If you ever dreamed of making your own recordings or fiddling around with sound on your computer, then this article is just for you.
This article intends to be educational. It hopes to provide the
reader with a basic knowledge of sound and sound processing. Of
course music is one of our concerns but all in all, it is just some
noise among other less pleasant sounds.
First the physical concepts of sound are presented together with the way the human ear interprets them. Next, signals will be looked at, i.e. what sound becomes when it is recorded especially with modern digital devices like samplers or computers.
Last, up to date compressions techniques like mp3 or Ogg vorbis will be presented.
The topics discussed in this paper should be understandable by a large audience. The author tried hard to use "normal terminology" and particularly terminology known to musicians. A few mathematical formulas pop up here and there within images, but do not matter here (phew! what a relief...).
Physically speaking, sound is the mechanical vibration of any
gaseous, liquid or solid medium. The elastic property of the
medium allows sound to propagate from the source as waves, exactly
like circles made by a stone dropped in a lake.
Every time an object vibrates, a small proportion of its energy is lost in the surroundings as sound. Let us say it right now, sound does not propagate in a vacuum.
Figure 1a shows how a stylus connected to a vibrating source, like a speaker for example, converts to a wave when a band of paper moves under it.
|z: Vibrating stylus of amplitude
x: band speed at speed c
w: Resulting wave
Figure 1a: Vibrating stylus on a moving paper band
As far as air is concerned, sound propagates as a pressure
variation. A loudspeaker transmits pressure variations to the air
around it. The compression (weak) propagates through the air.
Please note that only the pressure front moves, not the air. For
the circles in water mentioned earlier, waves do move whereas
water stays in the same place. A floating object only moves up and
down. This is why there is no "wind" in front of the loudspeaker.
Sound waves propagate at about 344 meters per second, in air at
20°C, but air particles only move a few microns back and
We know now, from the above drawings, that sound waves have a
sine shape. Distance between two crests is called wavelength and
the number of crests an observer sees in one second is called
frequency. This term used in physics is nothing but the pitch of a
sound for a musician. Low frequencies yield bass tones whereas high
frequencies yield high pitched tones.
Figure 2 gives values for both frequency and wavelength of sound waves propagating through the air:
Another characteristic of sound is its amplitude. Sound can be soft or loud. Through the air it corresponds to small or large variation in pressure depending on the power used to compress air. Acousticians use decibels to rate the strength of sound. Decibel is a rather intricate unit as shown on drawings 3a and 3b. It has been chosen because figures are easy to handle and because this logarithmic formula corresponds to the behavior of the human ear as we shall see in the next chapter. Undoubtedly you are doing math without knowing it:
|Figure 3a: Noise level and pressure||Figure 3b: Noise level and power|
Up to now, we only need to know that dB are related to the power
of sound. 0 dB corresponds to the lower threshold of human
hearing and not to the absence of noise. Decibels are a
measure of noise relative to human capabilities. Changing the
reference (Po or Wo) above will change the dB value accordingly.

* * * * * * *

Job |
Copy the passage of the sound article from "Last, up to" up to and including "dropped in a lake.", changing "medium" to "substance" wherever it occurs.

Stored data |

* * * * * * *

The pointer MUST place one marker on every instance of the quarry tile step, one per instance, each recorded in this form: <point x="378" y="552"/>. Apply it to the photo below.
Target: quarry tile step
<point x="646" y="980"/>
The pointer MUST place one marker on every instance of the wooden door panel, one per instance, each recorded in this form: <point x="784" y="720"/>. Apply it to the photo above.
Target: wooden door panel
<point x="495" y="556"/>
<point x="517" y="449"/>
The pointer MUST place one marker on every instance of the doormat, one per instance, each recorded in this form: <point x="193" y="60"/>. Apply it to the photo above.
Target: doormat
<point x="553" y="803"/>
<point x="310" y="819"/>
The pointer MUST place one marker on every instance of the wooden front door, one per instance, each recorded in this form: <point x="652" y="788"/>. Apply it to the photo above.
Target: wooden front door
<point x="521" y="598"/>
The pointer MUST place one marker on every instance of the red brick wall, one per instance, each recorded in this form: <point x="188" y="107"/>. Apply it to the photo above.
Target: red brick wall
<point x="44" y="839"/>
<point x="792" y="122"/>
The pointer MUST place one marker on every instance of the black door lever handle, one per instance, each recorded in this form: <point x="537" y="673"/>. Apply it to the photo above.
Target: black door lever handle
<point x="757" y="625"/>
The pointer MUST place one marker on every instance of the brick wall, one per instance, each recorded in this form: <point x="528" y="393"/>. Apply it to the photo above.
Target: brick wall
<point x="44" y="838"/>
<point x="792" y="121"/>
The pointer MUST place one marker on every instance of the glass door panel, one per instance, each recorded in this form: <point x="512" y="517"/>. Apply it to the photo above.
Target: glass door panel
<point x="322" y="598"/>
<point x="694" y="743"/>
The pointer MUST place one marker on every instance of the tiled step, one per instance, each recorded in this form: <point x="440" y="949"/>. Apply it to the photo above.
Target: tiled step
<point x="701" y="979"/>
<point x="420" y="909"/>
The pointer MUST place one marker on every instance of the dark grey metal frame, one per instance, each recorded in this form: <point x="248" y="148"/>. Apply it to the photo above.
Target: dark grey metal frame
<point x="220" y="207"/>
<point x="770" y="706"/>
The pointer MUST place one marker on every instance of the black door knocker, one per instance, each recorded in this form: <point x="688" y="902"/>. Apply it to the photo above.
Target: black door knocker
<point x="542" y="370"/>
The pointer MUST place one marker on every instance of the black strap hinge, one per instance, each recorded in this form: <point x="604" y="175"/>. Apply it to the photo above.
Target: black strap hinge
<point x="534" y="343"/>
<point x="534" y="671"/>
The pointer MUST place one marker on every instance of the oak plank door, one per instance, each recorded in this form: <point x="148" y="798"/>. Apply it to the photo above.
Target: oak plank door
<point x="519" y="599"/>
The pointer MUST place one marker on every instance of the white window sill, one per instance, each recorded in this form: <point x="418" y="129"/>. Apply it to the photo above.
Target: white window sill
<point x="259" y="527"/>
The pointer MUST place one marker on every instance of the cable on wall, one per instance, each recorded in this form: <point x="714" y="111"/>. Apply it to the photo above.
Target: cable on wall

* * * * * * *

The reply |
Last, up to date compressions techniques like mp3 or Ogg vorbis will be presented.
The topics discussed in this paper should be understandable by a large audience. The author tried hard to use "normal terminology" and particularly terminology known to musicians. A few mathematical formulas pop up here and there within images, but do not matter here (phew! what a relief...).
Physically speaking, sound is the mechanical vibration of any
gaseous, liquid or solid substance. The elastic property of the
substance allows sound to propagate from the source as waves, exactly
like circles made by a stone dropped in a lake.